## [Supplied passage]
◆ ◆ ◆ ◆ ◆ ◆ ◆

34. On May 20, 1958, Mr. Pilkington of Bird & Company complained that in the financing of unsold goods of WLF they were paying the bank more interest than they contemplated.

35. Mr. Pal refers to the telephonic call whereby the assessee asserted that to meet continental competition WLF had to give up 10% rebate. The assessee was to reimburse WLF for their loss of granting those rebates on goods they had already bought and paid for. According to Mr. Pal, a principal would not be reimbursed in such a fashion. Next, he refers to the letter dated March 28, 1957, to which a note was appended giving details of the list of stock held by WLF as on April 1, 1957, with the invoice values. It was essential that this list be prepared in accordance with the assessee's invoices and should show B. G. invoice values. Next, Mr. Pal, with reference to the letter adiressed to the Joint Chief Controller of Exports and Imports on July 2, 1957, argues that c.i.f. system was introduced only to have a better financing system. He also refers to the admission made by WLF in their letter dated November 15, 1957, to which we have already referred.

◆ ◆ ◆ ◆ ◆ ◆ ◆

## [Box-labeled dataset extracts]
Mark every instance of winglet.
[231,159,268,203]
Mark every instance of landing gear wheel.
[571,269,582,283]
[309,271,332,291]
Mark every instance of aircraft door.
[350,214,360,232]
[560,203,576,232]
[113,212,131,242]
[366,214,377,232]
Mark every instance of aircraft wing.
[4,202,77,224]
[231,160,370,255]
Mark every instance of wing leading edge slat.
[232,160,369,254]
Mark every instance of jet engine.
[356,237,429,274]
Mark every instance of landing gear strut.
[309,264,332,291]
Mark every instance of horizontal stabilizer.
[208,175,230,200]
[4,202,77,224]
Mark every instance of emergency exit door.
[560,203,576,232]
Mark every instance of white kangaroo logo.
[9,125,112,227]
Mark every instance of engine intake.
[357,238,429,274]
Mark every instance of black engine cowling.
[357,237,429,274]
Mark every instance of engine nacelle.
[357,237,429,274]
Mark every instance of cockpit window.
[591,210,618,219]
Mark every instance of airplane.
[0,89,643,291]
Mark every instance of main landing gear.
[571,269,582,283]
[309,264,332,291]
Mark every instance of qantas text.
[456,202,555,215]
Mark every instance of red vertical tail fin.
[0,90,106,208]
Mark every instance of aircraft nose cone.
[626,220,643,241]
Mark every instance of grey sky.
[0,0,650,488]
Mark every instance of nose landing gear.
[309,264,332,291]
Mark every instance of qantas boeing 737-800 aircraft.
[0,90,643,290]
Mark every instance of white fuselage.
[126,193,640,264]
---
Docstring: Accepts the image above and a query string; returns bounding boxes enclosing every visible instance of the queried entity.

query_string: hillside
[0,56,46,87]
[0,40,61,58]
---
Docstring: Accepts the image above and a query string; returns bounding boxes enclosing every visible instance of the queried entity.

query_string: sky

◆ ◆ ◆ ◆ ◆ ◆ ◆

## [Given problem 1]
Print the part of the passage about WLF that starts with the words "34. On May 20, 1958, Mr." and ends with "than they contemplated.".
## [Given problem 2]
Turn the part of the records that starts with the line containing "Mark every instance of black engine cowling." and ends with the line containing "[0,90,106,208]" into a JSON list of strings, one string per line, with blank lines left out.
The passage about WLF and the records have no connection to each other.

## [Final result 1]
34. On May 20, 1958, Mr. Pilkington of Bird & Company complained that in the financing of unsold goods of WLF they were paying the bank more interest than they contemplated.

## [Final result 2]
[
  "Mark every instance of black engine cowling.",
  "[357,237,429,274]",
  "Mark every instance of engine nacelle.",
  "[357,237,429,274]",
  "Mark every instance of cockpit window.",
  "[591,210,618,219]",
  "Mark every instance of airplane.",
  "[0,89,643,291]",
  "Mark every instance of main landing gear.",
  "[571,269,582,283]",
  "[309,264,332,291]",
  "Mark every instance of qantas text.",
  "[456,202,555,215]",
  "Mark every instance of red vertical tail fin.",
  "[0,90,106,208]"
]